### PROBLEM TO SOLVE
Each line at or after the one containing "Task: indicate the upper" should be transcribed exactly, up to and including the final line of the data.

[Data items]
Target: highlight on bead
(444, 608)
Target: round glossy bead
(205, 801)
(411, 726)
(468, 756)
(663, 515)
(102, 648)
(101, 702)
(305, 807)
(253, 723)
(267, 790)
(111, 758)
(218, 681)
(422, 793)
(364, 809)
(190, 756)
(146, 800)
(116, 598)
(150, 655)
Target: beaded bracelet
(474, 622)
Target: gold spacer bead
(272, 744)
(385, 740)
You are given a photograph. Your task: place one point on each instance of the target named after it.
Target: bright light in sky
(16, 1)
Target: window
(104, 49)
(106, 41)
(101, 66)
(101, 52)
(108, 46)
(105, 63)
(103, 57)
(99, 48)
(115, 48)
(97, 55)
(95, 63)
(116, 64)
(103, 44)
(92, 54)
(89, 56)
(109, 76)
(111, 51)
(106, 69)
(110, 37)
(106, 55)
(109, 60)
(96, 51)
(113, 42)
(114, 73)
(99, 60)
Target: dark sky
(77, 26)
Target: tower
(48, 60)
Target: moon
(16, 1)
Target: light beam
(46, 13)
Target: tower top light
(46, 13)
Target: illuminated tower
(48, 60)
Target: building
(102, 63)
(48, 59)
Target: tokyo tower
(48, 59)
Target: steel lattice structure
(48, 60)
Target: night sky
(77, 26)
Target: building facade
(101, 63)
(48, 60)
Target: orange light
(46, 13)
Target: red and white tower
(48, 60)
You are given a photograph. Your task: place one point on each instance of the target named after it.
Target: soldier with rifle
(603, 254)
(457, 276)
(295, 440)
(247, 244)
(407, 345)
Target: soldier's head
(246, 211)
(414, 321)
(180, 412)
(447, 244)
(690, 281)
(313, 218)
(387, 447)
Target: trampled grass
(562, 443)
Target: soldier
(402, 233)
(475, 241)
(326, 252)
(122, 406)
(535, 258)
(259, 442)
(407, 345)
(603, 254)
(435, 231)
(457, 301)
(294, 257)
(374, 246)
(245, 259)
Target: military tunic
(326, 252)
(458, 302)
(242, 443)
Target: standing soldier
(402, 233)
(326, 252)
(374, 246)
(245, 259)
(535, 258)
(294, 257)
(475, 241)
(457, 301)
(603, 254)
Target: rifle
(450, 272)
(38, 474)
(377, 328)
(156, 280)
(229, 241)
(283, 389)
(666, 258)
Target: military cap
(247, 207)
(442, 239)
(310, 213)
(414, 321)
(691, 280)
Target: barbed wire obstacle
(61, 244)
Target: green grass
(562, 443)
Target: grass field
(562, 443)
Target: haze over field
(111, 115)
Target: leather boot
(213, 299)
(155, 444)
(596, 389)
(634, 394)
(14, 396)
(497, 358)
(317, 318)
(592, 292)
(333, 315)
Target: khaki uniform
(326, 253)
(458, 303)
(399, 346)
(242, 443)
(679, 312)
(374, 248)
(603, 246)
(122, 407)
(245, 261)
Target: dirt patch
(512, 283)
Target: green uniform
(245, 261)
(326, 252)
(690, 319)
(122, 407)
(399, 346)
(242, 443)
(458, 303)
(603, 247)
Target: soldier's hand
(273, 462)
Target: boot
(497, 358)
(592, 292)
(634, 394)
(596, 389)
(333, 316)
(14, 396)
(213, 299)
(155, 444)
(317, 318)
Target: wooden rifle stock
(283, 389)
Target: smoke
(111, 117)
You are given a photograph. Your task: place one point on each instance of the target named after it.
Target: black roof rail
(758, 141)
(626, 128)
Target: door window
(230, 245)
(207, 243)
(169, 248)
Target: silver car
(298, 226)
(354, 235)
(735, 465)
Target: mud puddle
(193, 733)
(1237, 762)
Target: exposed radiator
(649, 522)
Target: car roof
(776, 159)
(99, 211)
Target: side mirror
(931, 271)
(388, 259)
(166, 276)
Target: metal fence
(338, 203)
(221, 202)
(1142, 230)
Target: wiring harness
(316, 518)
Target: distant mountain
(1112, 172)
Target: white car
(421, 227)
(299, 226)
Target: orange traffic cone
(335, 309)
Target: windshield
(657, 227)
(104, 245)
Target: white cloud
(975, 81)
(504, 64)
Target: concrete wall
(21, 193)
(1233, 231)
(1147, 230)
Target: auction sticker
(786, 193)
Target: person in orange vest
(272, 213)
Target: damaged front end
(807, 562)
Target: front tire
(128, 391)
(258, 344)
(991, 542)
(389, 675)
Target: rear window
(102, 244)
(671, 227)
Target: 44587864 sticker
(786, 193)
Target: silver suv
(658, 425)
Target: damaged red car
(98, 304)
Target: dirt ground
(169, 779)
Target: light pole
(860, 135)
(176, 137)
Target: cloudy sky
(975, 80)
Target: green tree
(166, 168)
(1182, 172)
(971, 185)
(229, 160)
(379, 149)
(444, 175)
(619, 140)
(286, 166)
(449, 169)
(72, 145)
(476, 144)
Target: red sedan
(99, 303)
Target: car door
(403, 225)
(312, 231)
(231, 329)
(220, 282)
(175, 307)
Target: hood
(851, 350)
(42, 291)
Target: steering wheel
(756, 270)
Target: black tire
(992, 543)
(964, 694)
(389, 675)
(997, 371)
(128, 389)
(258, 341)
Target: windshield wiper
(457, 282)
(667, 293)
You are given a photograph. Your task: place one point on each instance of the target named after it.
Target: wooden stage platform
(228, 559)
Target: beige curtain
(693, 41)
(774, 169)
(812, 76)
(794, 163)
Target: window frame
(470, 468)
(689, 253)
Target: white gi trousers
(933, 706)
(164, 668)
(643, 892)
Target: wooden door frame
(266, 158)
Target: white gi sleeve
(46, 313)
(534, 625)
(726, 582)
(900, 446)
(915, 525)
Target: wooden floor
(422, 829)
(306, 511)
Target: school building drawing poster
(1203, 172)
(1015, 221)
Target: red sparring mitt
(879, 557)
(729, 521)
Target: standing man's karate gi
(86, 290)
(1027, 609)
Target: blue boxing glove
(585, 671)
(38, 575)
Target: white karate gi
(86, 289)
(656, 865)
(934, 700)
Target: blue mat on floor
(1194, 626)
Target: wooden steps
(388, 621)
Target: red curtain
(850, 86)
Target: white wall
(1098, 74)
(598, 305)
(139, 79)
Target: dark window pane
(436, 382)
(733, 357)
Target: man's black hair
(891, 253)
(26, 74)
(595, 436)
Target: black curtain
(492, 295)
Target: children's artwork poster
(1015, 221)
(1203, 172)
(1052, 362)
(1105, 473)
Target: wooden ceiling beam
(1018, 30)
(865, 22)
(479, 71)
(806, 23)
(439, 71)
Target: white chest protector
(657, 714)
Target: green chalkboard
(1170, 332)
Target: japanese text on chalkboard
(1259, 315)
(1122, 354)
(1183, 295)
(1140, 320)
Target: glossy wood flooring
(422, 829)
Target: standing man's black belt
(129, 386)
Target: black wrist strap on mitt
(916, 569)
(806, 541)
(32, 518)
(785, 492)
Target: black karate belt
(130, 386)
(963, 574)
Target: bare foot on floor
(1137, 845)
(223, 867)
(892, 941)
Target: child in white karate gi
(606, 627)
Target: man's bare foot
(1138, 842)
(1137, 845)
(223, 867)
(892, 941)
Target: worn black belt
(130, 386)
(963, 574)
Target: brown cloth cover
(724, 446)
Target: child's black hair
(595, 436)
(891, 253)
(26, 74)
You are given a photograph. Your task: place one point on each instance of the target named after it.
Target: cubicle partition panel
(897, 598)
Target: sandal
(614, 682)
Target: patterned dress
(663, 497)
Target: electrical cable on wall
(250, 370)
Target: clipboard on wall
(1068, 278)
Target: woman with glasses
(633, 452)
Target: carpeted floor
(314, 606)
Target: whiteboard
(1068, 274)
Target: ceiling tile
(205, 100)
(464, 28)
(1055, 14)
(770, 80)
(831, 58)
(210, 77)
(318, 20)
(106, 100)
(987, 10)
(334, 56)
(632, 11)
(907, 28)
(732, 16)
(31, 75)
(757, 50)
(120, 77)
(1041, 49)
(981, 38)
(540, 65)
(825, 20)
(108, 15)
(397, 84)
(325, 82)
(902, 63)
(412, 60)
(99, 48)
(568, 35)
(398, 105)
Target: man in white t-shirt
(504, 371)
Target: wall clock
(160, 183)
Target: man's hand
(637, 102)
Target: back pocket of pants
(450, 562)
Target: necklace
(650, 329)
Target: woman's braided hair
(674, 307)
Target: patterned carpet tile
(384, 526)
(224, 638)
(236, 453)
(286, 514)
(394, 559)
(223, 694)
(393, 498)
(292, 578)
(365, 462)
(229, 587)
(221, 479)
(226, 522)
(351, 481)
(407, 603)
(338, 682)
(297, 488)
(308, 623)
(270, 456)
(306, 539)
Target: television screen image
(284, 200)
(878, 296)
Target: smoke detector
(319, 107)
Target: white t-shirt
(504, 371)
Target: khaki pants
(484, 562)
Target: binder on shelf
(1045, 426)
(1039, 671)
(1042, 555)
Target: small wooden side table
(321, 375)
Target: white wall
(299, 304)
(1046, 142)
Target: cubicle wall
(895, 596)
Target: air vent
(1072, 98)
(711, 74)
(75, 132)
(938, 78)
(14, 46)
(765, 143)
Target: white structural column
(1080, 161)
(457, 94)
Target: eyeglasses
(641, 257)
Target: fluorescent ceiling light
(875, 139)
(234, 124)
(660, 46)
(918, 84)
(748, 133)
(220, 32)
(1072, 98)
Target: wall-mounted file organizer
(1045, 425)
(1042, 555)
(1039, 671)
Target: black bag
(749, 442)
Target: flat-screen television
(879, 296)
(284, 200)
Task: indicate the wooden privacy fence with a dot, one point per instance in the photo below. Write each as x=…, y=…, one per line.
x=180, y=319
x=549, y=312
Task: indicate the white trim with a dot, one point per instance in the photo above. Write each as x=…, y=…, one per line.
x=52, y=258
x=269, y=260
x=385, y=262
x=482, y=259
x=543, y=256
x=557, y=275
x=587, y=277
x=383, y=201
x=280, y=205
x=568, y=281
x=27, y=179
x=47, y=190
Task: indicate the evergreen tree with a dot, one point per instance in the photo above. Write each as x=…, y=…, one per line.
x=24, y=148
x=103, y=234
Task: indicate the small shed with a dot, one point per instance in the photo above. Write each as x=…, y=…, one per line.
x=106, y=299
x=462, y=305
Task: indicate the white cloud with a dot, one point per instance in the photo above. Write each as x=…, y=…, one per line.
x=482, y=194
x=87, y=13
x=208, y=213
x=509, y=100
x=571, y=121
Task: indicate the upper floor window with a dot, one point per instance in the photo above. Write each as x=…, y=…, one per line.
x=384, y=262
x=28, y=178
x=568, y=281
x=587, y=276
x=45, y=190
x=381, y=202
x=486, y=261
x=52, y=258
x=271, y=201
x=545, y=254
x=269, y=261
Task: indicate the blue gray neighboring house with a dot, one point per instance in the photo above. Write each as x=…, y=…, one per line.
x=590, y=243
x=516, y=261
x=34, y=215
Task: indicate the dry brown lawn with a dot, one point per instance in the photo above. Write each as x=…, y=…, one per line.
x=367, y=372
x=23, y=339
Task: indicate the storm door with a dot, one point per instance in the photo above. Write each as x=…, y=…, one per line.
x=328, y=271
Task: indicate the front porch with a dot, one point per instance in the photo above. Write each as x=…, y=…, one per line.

### SOLUTION FOR THIS TASK
Task: indicate the upper floor window with a dot, one point per instance in the photo above. Write each as x=…, y=…, one per line.
x=384, y=262
x=28, y=178
x=568, y=281
x=587, y=276
x=45, y=190
x=381, y=202
x=486, y=261
x=52, y=258
x=271, y=201
x=545, y=254
x=269, y=261
Task: indicate the blue gray neighboring house with a dot, one point per instance in the photo above. Write each as x=…, y=…, one per line.
x=590, y=243
x=516, y=261
x=34, y=215
Task: indicate the dry brown lawn with a dot, one point per instance in the photo above. Write each as x=…, y=…, one per line.
x=367, y=372
x=23, y=339
Task: indicate the storm door with a dot, one point per instance in the photo above. Write each as x=…, y=…, one per line.
x=328, y=271
Task: indicate the front porch with a dot, one point per instance in the photo above. Write each as x=…, y=…, one per line.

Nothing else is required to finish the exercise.